- Textauszug:
Stand By-Formation mit 20.000 Mann

Robertson schwebt eine Allianz vor, die sich als „neue Anti-Terror-Organisation“ für globale Einsätze empfiehlt und die Verbreitung von Massenvernichtungswaffen (bei anderen) unterbindet. Eigentlich würde dies ein neues Strategisches Konzept erfordern, doch das von 1999 ist noch zu jung, um schon wieder ein neues aufzulegen, so werden dann eben die Aufgaben einfach „angepasst“.

Für erheblichen Wirbel im Vorfeld des Prager Gipfels hat die Forderung der USA nach Aufstellung einer NATO-Interventionstruppe (NATO Response Force / NRF) in einer Stärke von 20.000 Mann gesorgt. Dieses Korps soll ab 2006 aus einem jeweils bereit gehaltenen NRF-Pool aller NATO-Staaten rekrutiert werden können und das innerhalb einer Frist von sieben Tagen. Donald Rumsfeld hat eine solche Stand by-Formation schon zum Lackmustest für die Relevanz der NATO erklärt. Allerdings dürfte es für die Bundeswehr bei einer derart kurzen Vorwarnzeit schwierig sein, gemessen an der geltenden Rechtslage entsprechende Auslandseinsätze vom Bundestag genehmigen zu lassen. Auch wird dieses Ad-hoc-Kontingent unweigerlich zum Konkurrenten der ab 2003 vorgesehenen EU-Interventionstruppe mit 60.000 Mann (ein Drittel davon will Deutschland stellen). Das Einsatzführungskommando in Potsdam-Geltow soll bekanntlich der Kern eines „Operation-Headquarters der EU“ sein.

- Bereitgestelltes Material:
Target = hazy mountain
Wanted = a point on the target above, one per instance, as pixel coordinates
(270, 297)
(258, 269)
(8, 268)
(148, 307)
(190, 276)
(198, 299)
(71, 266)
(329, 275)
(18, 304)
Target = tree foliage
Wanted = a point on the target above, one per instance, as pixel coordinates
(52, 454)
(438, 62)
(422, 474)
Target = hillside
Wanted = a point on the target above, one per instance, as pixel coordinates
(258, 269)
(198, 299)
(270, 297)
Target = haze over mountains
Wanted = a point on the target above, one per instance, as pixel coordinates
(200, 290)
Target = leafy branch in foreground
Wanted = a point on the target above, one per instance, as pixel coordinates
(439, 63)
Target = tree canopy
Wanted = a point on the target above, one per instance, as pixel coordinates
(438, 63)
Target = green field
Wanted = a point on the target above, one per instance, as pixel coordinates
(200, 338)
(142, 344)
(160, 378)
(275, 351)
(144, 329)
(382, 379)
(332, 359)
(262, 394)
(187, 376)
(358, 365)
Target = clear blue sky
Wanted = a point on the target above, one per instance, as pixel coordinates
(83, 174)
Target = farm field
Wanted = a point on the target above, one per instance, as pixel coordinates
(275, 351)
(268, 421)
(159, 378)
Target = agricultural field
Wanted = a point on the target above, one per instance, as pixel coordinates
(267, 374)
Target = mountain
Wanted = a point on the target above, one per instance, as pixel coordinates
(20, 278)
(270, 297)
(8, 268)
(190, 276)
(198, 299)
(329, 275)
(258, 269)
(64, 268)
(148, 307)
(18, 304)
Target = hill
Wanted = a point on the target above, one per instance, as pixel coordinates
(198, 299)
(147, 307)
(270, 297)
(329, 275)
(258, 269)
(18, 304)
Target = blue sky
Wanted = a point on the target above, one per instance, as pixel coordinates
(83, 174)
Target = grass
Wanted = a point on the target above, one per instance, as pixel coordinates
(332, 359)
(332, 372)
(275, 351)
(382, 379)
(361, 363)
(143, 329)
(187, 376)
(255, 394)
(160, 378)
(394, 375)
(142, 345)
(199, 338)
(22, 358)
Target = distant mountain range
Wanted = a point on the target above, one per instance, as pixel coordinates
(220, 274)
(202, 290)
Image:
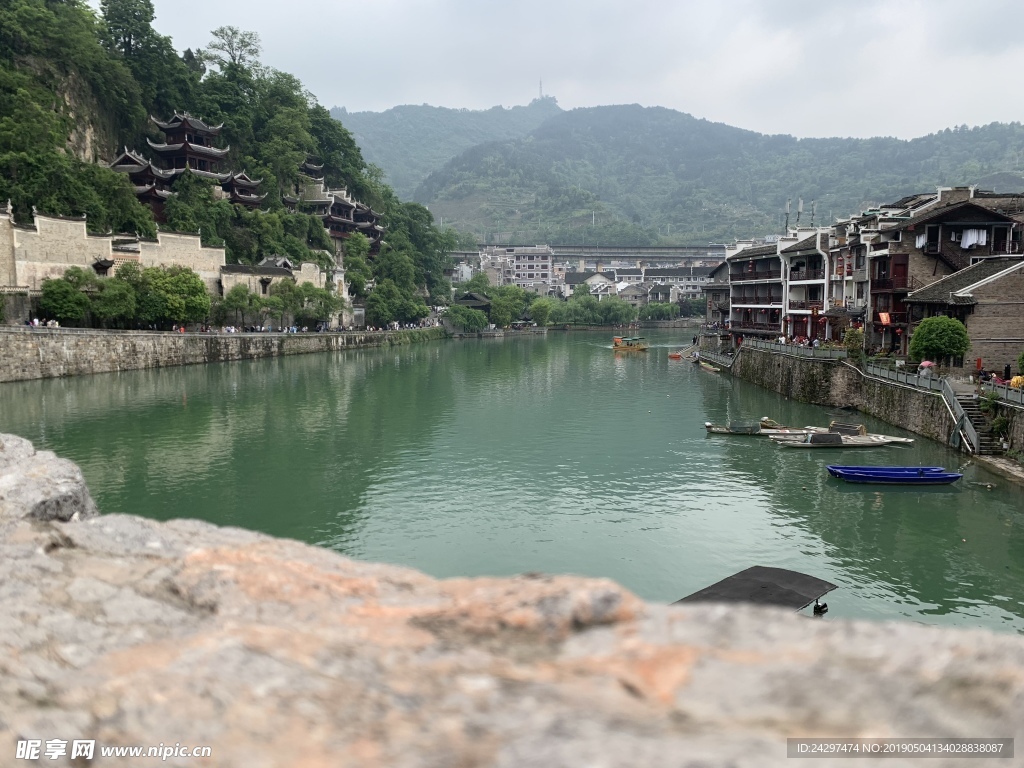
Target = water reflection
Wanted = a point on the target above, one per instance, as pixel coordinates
(501, 457)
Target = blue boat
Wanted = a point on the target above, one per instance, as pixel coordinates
(895, 475)
(892, 470)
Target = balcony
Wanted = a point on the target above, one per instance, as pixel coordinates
(751, 276)
(757, 300)
(798, 274)
(741, 326)
(901, 283)
(895, 318)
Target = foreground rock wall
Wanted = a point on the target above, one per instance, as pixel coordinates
(274, 653)
(44, 353)
(822, 382)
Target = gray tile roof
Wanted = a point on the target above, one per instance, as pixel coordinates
(755, 251)
(944, 291)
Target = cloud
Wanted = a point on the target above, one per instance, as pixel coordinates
(861, 69)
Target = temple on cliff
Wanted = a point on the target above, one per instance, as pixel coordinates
(340, 213)
(188, 145)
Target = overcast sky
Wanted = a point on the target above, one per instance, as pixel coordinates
(813, 68)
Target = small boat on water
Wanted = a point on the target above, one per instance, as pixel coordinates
(895, 475)
(763, 427)
(630, 344)
(764, 586)
(829, 439)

- Aufgaben:
1: Beantworte folgende Fragen zum Textauszug über die NATO-Interventionstruppe:
(a) Aus welchem Jahr stammt das Strategische Konzept, das laut Text noch zu jung für ein neues ist?
(b) Innerhalb welcher Frist soll das NRF-Korps aus dem Pool der NATO-Staaten rekrutiert werden können?
(c) Wie stark soll die ab 2003 vorgesehene EU-Interventionstruppe sein?
2: Führe den Textauszug über die NATO-Interventionstruppe im Anschluss an seinen letzten Satz weiter.

- Lösungen:
1:
(a) 1999
(b) Innerhalb von sieben Tagen
(c) 60.000 Mann

2:
Sehr viel wesentlicher für die Zukunft des Bündnisses ist zweifelsfrei die Frage, ob die National Security Strategy (NSS) der USA – bekannt als „Bush-Doktrin“ – in ihrem Kern von der NATO übernommen wird oder nicht. Wolfgang Schäuble hat das im Bundestag vor Wochenfrist bereits gefordert. Vermutlich war er damit zu schnell, denn eine Übernahme dieser Doktrin würde bedeuten, dass die beiden neuen und zentralen Kernelemente der NSS gültiger Teil der NATO-Strategie werden – es geht dabei immerhin um die Führung von Präventivkriegen und einen sogenannten „niederschwelligen“ Einsatz von Kernwaffen. Die rot-grüne Bundesregierung will sich hier vorläufig nicht festlegen, unstrittig ist aber, dass dieser Punkt für die Amerikaner um einiges wichtiger ist als die 20.000 Mann einer NATO Response Force es sind – Gleiches gilt für einen möglichen Irak-Krieg.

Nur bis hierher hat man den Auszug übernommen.